Given request 1
Format the match analytics rows below as a JSON list of strings, one string per line, leaving out blank lines.

Supplied passage
The second phase is the classification of the related keywords or
interests extracted using an interest classifier 407. The interest
classifier 407 uses a set of rules 409 to classify interests by
their statistical significance (importance) in the corpus of text
in the repository 405 and by their age (life span). The operation
of the interest classifier 407 will be described further below.
[0067] The output of the profile manager 401 is a set of interests
411 classified by their importance in the repository 405 and life
span. The profile manager 401 then uses the set of interests 411 in
response to the input of a query 413 (203, 205 in figure 2a) to
provide the user with a list of keywords (207 in FIG. 2b). The
management and maintenance of the interests is carried out by the
profile manager in accordance with a set of rules which will be
described below. The management includes updating the interests
from time to time and removing old or outdated interests. The
interests 411 are used to refine the search as described above. The
set of interests 411 may also be referred to as the user profile.

Given request 2
Quote word for word the part of the interest classifier text that opens with the words containing "The second phase" and closes with "described further below.".

Listed entries
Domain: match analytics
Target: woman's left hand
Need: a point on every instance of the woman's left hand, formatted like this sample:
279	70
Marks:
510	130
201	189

Result 1
[
  "Domain: match analytics",
  "Target: woman's left hand",
  "Need: a point on every instance of the woman's left hand, formatted like this sample:",
  "279\t70",
  "Marks:",
  "510\t130",
  "201\t189"
]

Result 2
The second phase is the classification of the related keywords or
interests extracted using an interest classifier 407. The interest
classifier 407 uses a set of rules 409 to classify interests by
their statistical significance (importance) in the corpus of text
in the repository 405 and by their age (life span). The operation
of the interest classifier 407 will be described further below.